Stated task 1 — Write out the stretch from "I can’t recall" through "listen as well." in the text on authors' earliest book memories, word for word.
Stated task 2 — According to the text on authors' earliest book memories, what book terrified Julie Bowe?

Source passage —
◆ ◆ ◆ ◆
What is your earliest book memory?

Hop On Pop, by Dr. Seuss. My family loves to tell the story of how I would sit with it on my lap, long before I was old enough to read, and say the words from memory, turning the pages at all the right spots.

Also, I distinctly remember a book called The Teeny Tiny Woman which terrified me.

View all answers from: Julie Bowe, Book Memory

[Back to Top]

Rose Kent on...Book Memory

What is your earliest book memory?

Goodnight Moon. I loved it then — and still do.

View all answers from: Rose Kent, Book Memory

[Back to Top]

Eric Luper on...Book Memory

What is your earliest book memory?

My earliest book memory is of a scratch and sniff book that I called “Max the Smell.” I’m not certain what the actual title of the book was, but I remember a bear and a lot of textured patches that didn’t really smell like anything.

Aside from that, my earliest book memory has to do with two picture books. They were “Artie the Smartie” and “Mr. Pine’s Mixed-Up Signs.” Artie was about a big fish in a small pond who goes out into the ocean so he can make a huge splash. He gets knocked around in the open waters and runs home. Great message, huh? Mr. Pine was about a sign maker who loses his glasses and screws up all the signs in town. Being that I wore glasses at an early age, my mother thought it important that I had this book.

Our kindergarten teacher told us we could each bring in a book or two and we would display them on the radiator for everyone in the class to share. Over a particularly rainy weekend, the roof of the school leaked and my two books got soaked. Only mine. Being that they were on the radiator, the heat proceeded to cook the books into two warped messes. I was offered profuse apologies by my teacher, but no replacements. She said the school didn’t have the money.

I kept the pathetic books because I liked them and it’s probably why I’m very meticulous about my books.

View all answers from: Eric Luper, Book Memory

[Back to Top]

Jeannine Garsee on...Book Memory

What is your earliest book memory?

“Little Ducky Takes a Bath.” It was the first book I learned how to read, although my grandmother insisted I had merely memorized the text. Later, I discovered “real” books in the second grade, and then there was no stopping me: I’d walk, at age 7, probably close to a mile to our neighborhood library, and then back again, lugging Laura Ingalls Wilder and Beverly Cleary…sometimes reading them along the way.

View all answers from: Jeannine Garsee, Book Memory

[Back to Top]

Laura Bowers on...Book Memory

What is your earliest book memory?

I can’t recall many exact book titles, but I do remember how much I loved it when my father read to me. He has such a rich voice—and can sing like Elvis—so when he read a story, the text would come alive. My dad would change his tone for different characters, and sometimes, Mom would hang around my bedroom door to listen as well.
◆ ◆ ◆ ◆
Data entries —
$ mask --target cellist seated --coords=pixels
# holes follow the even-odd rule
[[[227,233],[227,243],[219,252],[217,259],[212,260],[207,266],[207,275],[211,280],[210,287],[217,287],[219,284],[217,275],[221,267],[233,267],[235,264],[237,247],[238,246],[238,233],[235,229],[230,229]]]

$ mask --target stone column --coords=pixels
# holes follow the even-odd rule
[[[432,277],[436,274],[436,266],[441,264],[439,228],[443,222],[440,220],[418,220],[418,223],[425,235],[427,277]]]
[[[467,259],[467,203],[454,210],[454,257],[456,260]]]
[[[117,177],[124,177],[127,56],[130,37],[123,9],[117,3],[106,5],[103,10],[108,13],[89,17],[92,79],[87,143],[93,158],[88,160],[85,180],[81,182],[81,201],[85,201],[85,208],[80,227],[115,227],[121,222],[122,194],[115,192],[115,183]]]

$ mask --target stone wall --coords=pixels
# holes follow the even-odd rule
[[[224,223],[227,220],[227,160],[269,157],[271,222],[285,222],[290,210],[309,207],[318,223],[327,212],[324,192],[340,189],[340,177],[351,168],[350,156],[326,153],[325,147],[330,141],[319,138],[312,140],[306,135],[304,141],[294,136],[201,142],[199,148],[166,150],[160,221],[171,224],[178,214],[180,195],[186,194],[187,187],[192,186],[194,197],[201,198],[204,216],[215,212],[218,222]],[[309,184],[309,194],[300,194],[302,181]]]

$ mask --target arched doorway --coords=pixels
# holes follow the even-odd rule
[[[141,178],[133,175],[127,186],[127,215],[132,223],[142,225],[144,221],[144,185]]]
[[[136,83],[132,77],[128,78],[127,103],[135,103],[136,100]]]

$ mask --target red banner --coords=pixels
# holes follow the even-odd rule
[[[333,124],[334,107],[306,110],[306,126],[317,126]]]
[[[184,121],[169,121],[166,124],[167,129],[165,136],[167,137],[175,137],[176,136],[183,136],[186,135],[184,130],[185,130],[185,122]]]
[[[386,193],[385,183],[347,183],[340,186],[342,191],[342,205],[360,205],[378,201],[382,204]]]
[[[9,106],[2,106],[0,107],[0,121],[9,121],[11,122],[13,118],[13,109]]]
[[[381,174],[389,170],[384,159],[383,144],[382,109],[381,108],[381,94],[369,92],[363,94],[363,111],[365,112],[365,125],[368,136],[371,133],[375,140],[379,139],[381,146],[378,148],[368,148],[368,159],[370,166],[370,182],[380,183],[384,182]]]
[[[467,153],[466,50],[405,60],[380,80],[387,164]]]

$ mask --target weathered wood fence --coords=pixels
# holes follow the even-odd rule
◆ ◆ ◆ ◆
Exercise answer 1 —
I can’t recall many exact book titles, but I do remember how much I loved it when my father read to me. He has such a rich voice—and can sing like Elvis—so when he read a story, the text would come alive. My dad would change his tone for different characters, and sometimes, Mom would hang around my bedroom door to listen as well.

Exercise answer 2 — The Teeny Tiny Woman